● **Exercise objective**: Retype the records below without changing a character, starting at their first line and ending with the line that contains "MULTIPOLYGON (((126 0, 128".
─── Data in this exercise ───
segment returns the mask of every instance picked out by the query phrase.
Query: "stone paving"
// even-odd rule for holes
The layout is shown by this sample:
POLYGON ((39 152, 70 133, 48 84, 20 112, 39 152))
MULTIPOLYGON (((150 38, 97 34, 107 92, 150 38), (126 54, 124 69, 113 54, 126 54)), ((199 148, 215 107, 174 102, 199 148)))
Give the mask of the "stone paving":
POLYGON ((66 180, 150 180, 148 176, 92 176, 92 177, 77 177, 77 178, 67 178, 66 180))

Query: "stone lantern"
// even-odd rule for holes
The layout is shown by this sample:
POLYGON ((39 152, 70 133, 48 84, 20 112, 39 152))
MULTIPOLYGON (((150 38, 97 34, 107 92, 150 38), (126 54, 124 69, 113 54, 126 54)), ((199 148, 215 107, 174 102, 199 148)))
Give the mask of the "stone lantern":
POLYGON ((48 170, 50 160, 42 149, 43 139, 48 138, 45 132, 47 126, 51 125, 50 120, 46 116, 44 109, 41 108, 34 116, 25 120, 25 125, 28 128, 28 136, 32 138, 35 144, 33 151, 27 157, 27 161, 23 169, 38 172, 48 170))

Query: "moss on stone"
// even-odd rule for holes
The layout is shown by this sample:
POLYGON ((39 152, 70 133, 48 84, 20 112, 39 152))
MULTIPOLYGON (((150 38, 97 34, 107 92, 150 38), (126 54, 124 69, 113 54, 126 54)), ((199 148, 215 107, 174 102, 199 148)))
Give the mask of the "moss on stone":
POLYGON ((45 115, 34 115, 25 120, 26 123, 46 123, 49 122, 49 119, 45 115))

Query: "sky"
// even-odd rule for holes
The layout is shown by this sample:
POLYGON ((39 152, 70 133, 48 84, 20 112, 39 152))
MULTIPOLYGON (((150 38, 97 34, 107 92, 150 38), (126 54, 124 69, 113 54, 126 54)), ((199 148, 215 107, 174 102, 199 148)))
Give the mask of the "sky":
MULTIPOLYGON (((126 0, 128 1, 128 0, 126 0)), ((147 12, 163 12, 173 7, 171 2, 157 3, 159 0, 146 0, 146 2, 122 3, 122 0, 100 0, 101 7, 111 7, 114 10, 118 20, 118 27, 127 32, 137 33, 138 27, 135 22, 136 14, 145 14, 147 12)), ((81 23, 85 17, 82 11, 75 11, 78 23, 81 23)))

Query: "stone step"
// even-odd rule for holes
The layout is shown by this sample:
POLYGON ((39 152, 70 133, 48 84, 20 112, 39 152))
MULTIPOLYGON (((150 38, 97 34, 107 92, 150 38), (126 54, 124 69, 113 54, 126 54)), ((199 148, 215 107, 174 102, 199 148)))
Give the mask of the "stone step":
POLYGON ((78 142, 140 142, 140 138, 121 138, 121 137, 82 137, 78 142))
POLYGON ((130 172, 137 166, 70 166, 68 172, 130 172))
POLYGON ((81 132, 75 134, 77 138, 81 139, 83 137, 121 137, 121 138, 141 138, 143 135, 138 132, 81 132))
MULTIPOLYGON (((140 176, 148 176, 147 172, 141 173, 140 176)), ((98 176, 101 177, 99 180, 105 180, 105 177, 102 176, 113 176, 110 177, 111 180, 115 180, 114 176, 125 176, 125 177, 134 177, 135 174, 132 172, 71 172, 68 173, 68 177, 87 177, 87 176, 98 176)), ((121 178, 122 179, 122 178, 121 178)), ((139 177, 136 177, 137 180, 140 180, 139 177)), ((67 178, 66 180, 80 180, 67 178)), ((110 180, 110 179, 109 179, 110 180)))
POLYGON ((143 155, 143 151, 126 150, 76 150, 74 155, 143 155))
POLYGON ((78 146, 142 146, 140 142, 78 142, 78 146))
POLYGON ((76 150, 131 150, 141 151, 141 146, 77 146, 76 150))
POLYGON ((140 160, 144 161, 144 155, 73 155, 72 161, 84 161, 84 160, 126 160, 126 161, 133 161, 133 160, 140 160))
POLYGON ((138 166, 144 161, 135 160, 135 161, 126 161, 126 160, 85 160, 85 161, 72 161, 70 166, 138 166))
───
● **Reply to the task**:
segment returns the mask of every instance picked out by the query phrase.
Query: "stone paving"
// even-odd rule for holes
The layout is shown by this sample:
POLYGON ((39 152, 70 133, 48 84, 20 112, 39 152))
MULTIPOLYGON (((150 38, 97 34, 107 92, 150 38), (126 54, 124 69, 113 54, 126 54)), ((199 148, 215 107, 174 102, 199 148)))
Give the mask of the "stone paving":
POLYGON ((66 180, 150 180, 148 176, 92 176, 92 177, 77 177, 77 178, 67 178, 66 180))

Query: "stone lantern"
// even-odd rule for holes
The layout is shown by this sample:
POLYGON ((39 152, 70 133, 48 84, 20 112, 39 152))
MULTIPOLYGON (((150 38, 97 34, 107 92, 150 38), (126 54, 124 69, 113 54, 126 54)), ((199 148, 215 107, 174 102, 199 148)))
Give the mask of the "stone lantern":
POLYGON ((48 170, 50 160, 42 149, 43 139, 48 138, 45 132, 47 126, 51 125, 50 120, 46 116, 44 109, 41 108, 34 116, 25 120, 25 125, 28 128, 28 136, 32 138, 35 144, 33 151, 27 157, 27 161, 23 169, 38 172, 48 170))

Query: "moss on stone"
// even-odd rule for holes
The layout is shown by this sample:
POLYGON ((39 152, 70 133, 48 84, 20 112, 39 152))
MULTIPOLYGON (((150 38, 97 34, 107 92, 150 38), (126 54, 124 69, 113 54, 126 54)), ((199 148, 215 107, 174 102, 199 148)))
Give the mask of the "moss on stone":
POLYGON ((45 115, 34 115, 25 120, 26 123, 46 123, 49 122, 49 119, 45 115))

Query: "sky"
// even-odd rule for holes
The layout is shown by this sample:
POLYGON ((39 152, 70 133, 48 84, 20 112, 39 152))
MULTIPOLYGON (((150 38, 97 34, 107 92, 150 38), (126 54, 124 69, 113 54, 126 54)), ((199 148, 215 107, 174 102, 199 148)))
Give the mask of the "sky":
MULTIPOLYGON (((126 0, 128 1, 128 0, 126 0)), ((147 12, 163 12, 173 7, 171 2, 157 3, 159 0, 146 0, 146 2, 122 3, 122 0, 100 0, 101 7, 111 7, 114 10, 118 20, 118 27, 127 32, 137 33, 138 27, 135 22, 136 14, 145 14, 147 12)), ((81 23, 85 17, 82 11, 75 11, 78 23, 81 23)))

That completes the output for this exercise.